→ What the exercise asks: Print the data below line for line, changing nothing.

## START

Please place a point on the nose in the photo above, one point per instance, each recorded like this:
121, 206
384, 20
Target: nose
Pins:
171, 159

## END

→ Right answer:
Please place a point on the nose in the photo above, one point per instance, each recorded like this:
121, 206
384, 20
Target: nose
Pins:
171, 159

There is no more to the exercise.